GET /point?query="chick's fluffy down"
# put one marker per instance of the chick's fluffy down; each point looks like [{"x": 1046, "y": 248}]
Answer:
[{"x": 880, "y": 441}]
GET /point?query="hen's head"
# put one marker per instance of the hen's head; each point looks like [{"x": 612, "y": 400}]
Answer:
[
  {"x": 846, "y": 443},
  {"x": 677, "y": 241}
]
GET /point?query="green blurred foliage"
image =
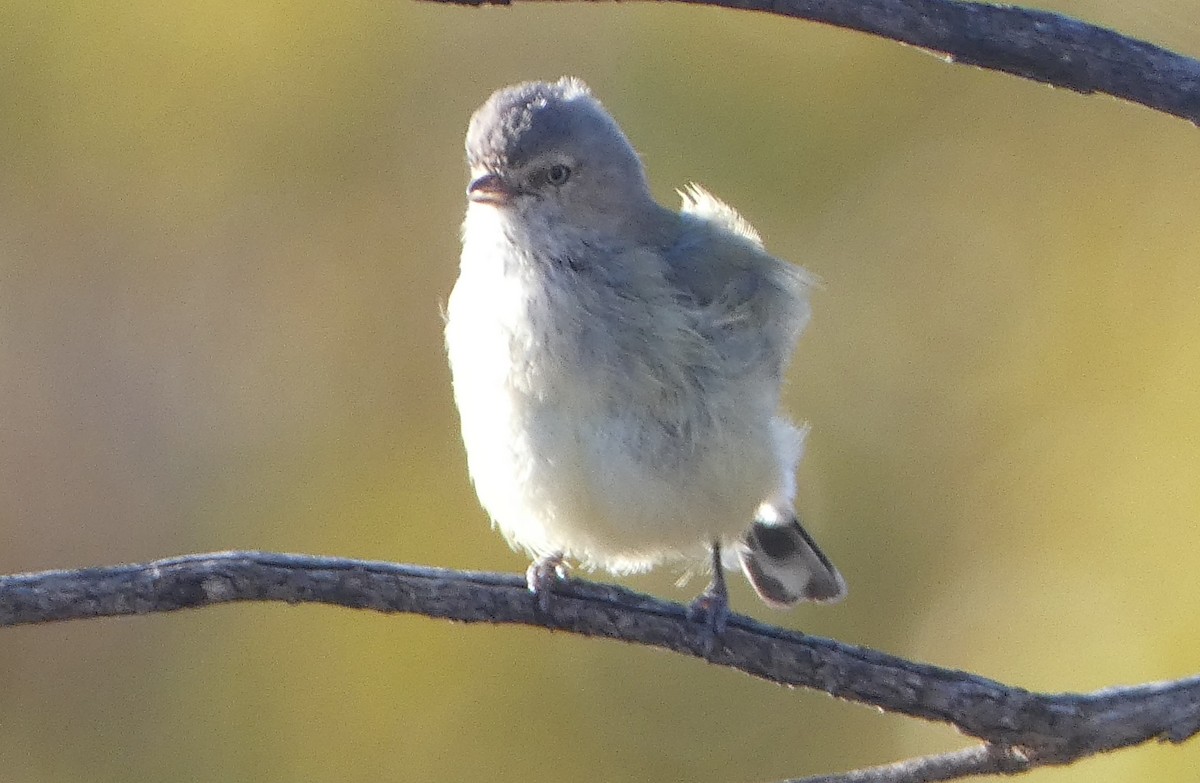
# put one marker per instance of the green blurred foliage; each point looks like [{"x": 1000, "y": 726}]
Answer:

****************************************

*WORK INSTRUCTIONS*: Please write the listing out again, switching every "marker" to "dot" and leaving all else unchanged. Omit the pictures.

*SOLUTION BELOW*:
GET /point?query="chick's fluffy down"
# put one dot per instance of the chick's fluffy down; each point looks like [{"x": 1046, "y": 248}]
Answer:
[{"x": 880, "y": 441}]
GET /point?query="hen's head"
# put one dot per instance of the hen's head; each point looks like [{"x": 612, "y": 400}]
Answer:
[
  {"x": 846, "y": 443},
  {"x": 677, "y": 241}
]
GET /point?query="green blurred foliage"
image =
# put one dot per instance of the green blurred foliage; each point looks like [{"x": 1000, "y": 726}]
Answer:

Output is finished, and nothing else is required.